- Textauszug:
Ich Wollte Eigentlich Aufhören Gemein Zu Sein

Liebe Reisende, Abenteurer und Neugierige,
Heute nehme ich euch mit auf eine ganz besondere Reise. Keine Sorge, wir verlassen weder Kontinente noch erklimmen wir hohe Berge. Diese Reise findet im Inneren statt, in den verschlungenen Pfaden meiner eigenen Seele. Es ist die Geschichte, wie ich beschloss, aufzuhören, gemein zu sein – vor allem zu mir selbst. Und wie sich dieser Entschluss auf meine Reisen und letztendlich mein ganzes Leben ausgewirkt hat.
Ich war schon immer eine Perfektionistin, ein Mensch, der hohe Erwartungen an sich selbst und an andere hatte. Das trieb mich an, viel zu erreichen, keine Frage. Ich habe ferne Länder erkundet, atemberaubende Landschaften gesehen und unzählige Kulturen kennengelernt. Aber hinter all den Fotos von strahlenden Sonnenuntergängen und exotischen Märkten verbarg sich oft ein kritischer innerer Dialog. Ein gnadenloser Richter, der jeden Fehler sezierte, jeden vermeintlichen Mangel hervorhob und mir ständig einflüsterte, ich sei nicht gut genug.
Erinnert ihr euch an das Gefühl, wenn ihr eine Sprache lernen wollt und euch ständig über eure Aussprache ärgert? Oder wenn ihr einen neuen Wanderweg ausprobiert und euch vorwerft, nicht fitter zu sein? Genau so war es bei mir, nur eben in Bezug auf alles. In Rom ätzte ich darüber, wie ungeschickt ich mein Eis verschüttete. In Thailand ärgerte ich mich über meine mangelnden Thai-Kenntnisse. Selbst beim Anblick der Pyramiden in Ägypten dachte ich: „Du hättest dich besser vorbereiten können!“
Es war ermüdend. Und ehrlich gesagt, es war auch ziemlich scheiße. Meine Reisen sollten Freude bereiten, Entspannung, Inspiration. Stattdessen waren sie oft von Selbstkritik und dem Gefühl, immer zu kurz zu kommen, überschattet. Ich wollte eigentlich aufhören, gemein zu sein, aber ich wusste nicht wie. Es war ein Muster, das sich tief in mein Denken eingebrannt hatte.

- Extrahierte Informationen:
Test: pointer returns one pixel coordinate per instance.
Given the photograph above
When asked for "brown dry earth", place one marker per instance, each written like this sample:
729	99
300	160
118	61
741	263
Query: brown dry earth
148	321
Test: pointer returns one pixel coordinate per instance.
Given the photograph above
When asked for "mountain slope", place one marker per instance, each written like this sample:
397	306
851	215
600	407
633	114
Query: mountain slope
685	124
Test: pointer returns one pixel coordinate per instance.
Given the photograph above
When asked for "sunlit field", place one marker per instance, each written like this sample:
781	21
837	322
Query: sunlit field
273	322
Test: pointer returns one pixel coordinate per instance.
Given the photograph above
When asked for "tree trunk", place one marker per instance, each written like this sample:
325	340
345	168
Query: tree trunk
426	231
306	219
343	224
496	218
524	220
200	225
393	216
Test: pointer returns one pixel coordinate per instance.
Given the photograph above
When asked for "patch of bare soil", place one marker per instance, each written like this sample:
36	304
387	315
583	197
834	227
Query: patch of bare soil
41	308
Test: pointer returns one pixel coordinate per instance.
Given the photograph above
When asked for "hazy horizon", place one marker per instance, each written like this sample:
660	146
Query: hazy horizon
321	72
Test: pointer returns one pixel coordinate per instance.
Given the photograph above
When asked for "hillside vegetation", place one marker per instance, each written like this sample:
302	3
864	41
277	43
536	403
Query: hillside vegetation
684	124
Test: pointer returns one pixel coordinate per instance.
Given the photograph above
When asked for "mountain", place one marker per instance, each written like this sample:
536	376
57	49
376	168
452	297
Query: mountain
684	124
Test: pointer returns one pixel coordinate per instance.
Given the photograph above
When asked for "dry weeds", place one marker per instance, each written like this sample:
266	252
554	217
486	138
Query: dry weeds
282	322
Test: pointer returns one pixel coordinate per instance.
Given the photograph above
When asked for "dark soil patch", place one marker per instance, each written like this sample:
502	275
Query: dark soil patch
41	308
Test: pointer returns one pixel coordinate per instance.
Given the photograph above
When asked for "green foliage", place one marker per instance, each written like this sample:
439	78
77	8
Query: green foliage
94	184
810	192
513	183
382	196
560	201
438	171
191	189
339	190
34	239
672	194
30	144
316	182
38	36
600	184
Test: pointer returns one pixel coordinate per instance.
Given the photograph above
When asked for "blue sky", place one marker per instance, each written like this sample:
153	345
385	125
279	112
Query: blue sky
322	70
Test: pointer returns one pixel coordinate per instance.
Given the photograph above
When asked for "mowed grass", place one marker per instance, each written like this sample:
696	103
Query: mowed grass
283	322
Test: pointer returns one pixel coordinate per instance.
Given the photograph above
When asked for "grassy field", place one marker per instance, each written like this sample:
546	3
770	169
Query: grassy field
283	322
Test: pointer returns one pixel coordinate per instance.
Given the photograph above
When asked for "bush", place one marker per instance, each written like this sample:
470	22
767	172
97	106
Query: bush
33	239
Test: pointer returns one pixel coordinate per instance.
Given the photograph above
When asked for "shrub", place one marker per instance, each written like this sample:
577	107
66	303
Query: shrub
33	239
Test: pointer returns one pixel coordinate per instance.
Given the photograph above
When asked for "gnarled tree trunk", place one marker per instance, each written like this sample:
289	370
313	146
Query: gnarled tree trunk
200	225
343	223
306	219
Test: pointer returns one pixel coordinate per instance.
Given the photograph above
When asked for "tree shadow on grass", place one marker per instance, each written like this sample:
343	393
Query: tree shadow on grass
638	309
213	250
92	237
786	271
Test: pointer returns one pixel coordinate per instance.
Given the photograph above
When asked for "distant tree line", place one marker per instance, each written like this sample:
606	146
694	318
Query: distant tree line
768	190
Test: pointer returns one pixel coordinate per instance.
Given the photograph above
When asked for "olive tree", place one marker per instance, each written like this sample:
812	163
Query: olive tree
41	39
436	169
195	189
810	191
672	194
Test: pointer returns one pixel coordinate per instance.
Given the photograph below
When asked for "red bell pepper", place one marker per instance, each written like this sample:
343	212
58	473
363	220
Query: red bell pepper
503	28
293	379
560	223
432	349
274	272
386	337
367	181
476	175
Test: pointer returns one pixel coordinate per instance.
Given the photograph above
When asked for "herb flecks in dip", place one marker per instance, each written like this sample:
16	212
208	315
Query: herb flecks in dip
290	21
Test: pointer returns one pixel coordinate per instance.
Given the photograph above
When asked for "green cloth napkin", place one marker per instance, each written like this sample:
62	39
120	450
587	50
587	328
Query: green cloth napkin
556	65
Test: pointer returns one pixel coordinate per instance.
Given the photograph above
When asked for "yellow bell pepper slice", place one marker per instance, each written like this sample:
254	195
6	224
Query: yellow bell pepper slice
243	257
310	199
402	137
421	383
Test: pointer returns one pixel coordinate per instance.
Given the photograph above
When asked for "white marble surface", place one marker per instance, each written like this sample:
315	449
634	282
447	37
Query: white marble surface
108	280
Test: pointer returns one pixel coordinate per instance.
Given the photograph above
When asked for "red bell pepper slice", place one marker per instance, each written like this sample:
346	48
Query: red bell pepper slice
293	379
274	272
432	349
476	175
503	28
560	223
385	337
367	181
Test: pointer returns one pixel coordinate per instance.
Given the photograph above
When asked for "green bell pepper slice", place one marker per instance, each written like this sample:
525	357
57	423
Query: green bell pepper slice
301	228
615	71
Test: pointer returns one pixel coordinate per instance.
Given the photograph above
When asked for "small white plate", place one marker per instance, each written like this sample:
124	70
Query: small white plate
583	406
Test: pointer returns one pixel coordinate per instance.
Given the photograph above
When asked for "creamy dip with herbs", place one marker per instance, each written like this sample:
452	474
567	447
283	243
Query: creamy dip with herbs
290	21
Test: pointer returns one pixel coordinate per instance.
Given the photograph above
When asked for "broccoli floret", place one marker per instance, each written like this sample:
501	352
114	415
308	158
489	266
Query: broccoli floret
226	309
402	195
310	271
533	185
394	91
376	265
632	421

- Aufgabendetails:
Worüber ärgerte sich die Verfasserin laut Textauszug in Thailand? Die Datensätze haben keinen Bezug zum Textauszug.

- Richtige Antwort:
Über ihre mangelnden Thai-Kenntnisse.